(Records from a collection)
------------------------------------------------------------
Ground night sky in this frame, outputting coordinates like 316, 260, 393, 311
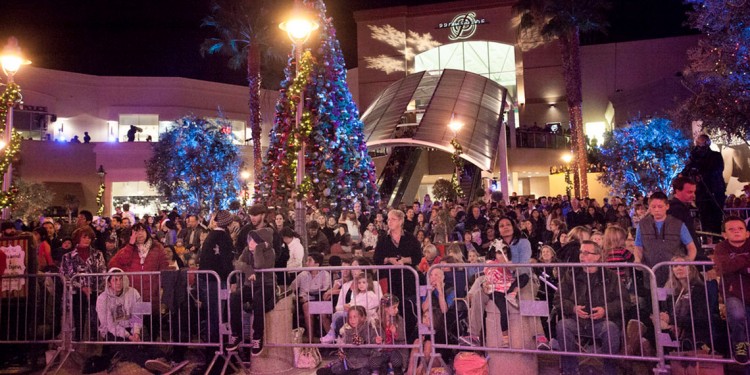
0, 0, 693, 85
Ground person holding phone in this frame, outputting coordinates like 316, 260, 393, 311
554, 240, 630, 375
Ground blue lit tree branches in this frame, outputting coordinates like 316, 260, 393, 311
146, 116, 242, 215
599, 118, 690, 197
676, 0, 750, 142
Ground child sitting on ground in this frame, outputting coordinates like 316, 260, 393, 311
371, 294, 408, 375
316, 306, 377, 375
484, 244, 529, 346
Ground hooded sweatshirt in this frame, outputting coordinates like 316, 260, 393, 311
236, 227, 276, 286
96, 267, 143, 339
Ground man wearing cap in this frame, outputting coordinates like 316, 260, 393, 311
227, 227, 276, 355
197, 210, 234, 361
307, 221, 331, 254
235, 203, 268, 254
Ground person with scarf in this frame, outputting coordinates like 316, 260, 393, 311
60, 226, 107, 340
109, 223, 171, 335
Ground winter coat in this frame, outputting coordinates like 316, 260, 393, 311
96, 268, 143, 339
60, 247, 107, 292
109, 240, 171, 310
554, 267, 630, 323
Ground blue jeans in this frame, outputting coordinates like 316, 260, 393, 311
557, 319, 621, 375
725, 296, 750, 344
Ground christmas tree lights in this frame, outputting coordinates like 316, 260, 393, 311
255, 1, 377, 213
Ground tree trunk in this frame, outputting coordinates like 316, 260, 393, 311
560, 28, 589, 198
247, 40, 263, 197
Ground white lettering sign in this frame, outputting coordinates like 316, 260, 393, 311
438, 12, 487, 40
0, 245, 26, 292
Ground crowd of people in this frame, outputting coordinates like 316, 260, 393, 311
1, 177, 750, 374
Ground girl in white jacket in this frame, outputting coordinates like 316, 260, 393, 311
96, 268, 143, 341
------------------------------------------------------------
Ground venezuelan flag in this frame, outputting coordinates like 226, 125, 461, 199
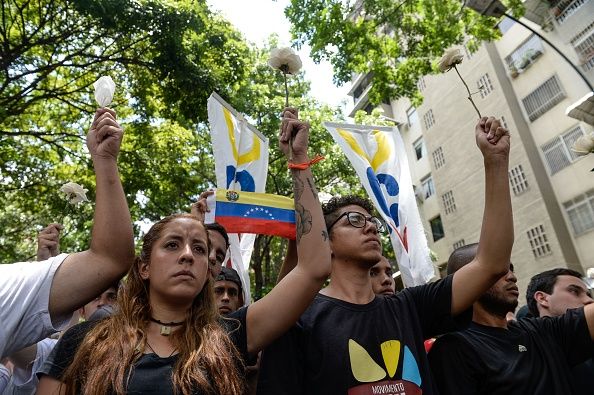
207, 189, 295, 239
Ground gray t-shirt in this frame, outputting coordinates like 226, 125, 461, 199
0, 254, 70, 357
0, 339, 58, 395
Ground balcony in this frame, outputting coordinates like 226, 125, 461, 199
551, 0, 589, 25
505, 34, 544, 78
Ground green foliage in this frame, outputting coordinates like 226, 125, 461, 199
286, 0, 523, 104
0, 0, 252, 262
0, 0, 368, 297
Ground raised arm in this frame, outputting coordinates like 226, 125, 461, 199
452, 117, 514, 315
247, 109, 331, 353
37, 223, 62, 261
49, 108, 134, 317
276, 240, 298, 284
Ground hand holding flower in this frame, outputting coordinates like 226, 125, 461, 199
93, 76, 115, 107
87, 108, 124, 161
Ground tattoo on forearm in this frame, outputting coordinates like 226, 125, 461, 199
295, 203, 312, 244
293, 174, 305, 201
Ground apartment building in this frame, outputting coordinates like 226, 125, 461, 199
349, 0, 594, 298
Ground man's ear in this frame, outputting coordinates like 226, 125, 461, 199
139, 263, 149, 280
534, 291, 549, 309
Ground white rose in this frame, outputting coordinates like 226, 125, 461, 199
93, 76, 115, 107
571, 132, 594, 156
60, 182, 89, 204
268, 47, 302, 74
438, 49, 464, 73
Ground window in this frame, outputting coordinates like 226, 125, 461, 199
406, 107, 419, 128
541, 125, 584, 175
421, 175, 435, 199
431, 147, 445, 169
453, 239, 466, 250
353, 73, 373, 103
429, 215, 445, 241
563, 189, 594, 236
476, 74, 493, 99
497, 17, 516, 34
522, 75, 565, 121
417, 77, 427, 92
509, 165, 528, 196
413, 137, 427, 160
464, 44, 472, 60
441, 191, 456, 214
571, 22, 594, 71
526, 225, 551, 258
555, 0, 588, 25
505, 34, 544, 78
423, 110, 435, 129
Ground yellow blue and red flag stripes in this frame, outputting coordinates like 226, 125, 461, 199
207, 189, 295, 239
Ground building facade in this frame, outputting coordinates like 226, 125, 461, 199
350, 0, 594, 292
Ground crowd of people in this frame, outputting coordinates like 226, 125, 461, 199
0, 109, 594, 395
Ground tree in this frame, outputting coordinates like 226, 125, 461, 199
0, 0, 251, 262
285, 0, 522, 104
------------------------------------------------------------
◆ Exercise brief
Can you print this material again without any changes, starting at the line that contains "Ground man's ear" and stopping after the line that contains "438, 49, 464, 73"?

◆ The result
Ground man's ear in this frame, outputting coordinates like 226, 125, 461, 199
139, 263, 149, 280
534, 291, 549, 309
Ground white rose in this frame, outputting coordinates like 226, 125, 461, 199
93, 76, 115, 107
571, 132, 594, 156
60, 182, 89, 204
268, 47, 302, 74
438, 49, 464, 73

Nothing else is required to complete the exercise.